▶ _What is being asked_: Reproduce the entries below exactly, but only from the line containing "[[65, 33], [72, 52], [116, 51], [114, 19], [96, 7]]" to the line containing "214], [61, 261]]]", inclusive.

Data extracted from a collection
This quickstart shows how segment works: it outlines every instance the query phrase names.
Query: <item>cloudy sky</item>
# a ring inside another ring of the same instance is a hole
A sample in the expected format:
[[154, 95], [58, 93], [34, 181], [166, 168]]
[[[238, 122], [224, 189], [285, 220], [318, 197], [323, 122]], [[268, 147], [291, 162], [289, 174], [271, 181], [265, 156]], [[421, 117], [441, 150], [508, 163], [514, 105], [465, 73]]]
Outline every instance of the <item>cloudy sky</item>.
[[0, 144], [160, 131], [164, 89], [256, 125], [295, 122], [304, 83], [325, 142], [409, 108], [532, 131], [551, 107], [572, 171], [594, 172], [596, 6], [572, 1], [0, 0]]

---

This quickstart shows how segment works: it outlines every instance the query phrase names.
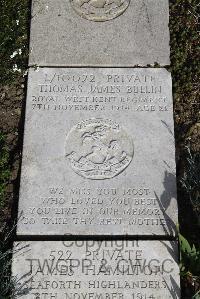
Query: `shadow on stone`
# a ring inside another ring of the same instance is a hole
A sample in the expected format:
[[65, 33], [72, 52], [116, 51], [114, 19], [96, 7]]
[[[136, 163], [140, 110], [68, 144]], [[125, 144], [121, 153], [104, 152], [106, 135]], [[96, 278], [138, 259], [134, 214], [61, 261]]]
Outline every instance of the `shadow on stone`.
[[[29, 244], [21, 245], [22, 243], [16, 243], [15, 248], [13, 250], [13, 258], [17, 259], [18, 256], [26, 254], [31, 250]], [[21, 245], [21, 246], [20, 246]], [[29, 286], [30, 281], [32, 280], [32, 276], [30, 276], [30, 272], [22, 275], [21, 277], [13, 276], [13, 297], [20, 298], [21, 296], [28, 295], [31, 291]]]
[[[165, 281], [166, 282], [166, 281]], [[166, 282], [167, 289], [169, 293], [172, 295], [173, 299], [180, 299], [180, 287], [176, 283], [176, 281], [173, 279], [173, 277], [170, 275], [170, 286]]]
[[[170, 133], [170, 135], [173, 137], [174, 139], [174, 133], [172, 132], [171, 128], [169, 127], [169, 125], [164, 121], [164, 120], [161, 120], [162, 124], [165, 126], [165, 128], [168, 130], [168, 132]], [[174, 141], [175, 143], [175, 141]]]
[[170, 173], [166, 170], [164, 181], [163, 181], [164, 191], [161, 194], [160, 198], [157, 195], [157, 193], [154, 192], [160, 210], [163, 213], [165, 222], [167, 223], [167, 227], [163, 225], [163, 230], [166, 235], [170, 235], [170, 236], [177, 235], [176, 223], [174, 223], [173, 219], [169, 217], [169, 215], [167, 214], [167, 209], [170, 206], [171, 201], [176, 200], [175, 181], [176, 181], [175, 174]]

▶ _Exercise solution_:
[[65, 33], [72, 52], [116, 51], [114, 19], [96, 7]]
[[[136, 163], [140, 110], [68, 144]], [[125, 144], [121, 153], [104, 152], [106, 135]], [[96, 278], [138, 259], [134, 214], [61, 261]]]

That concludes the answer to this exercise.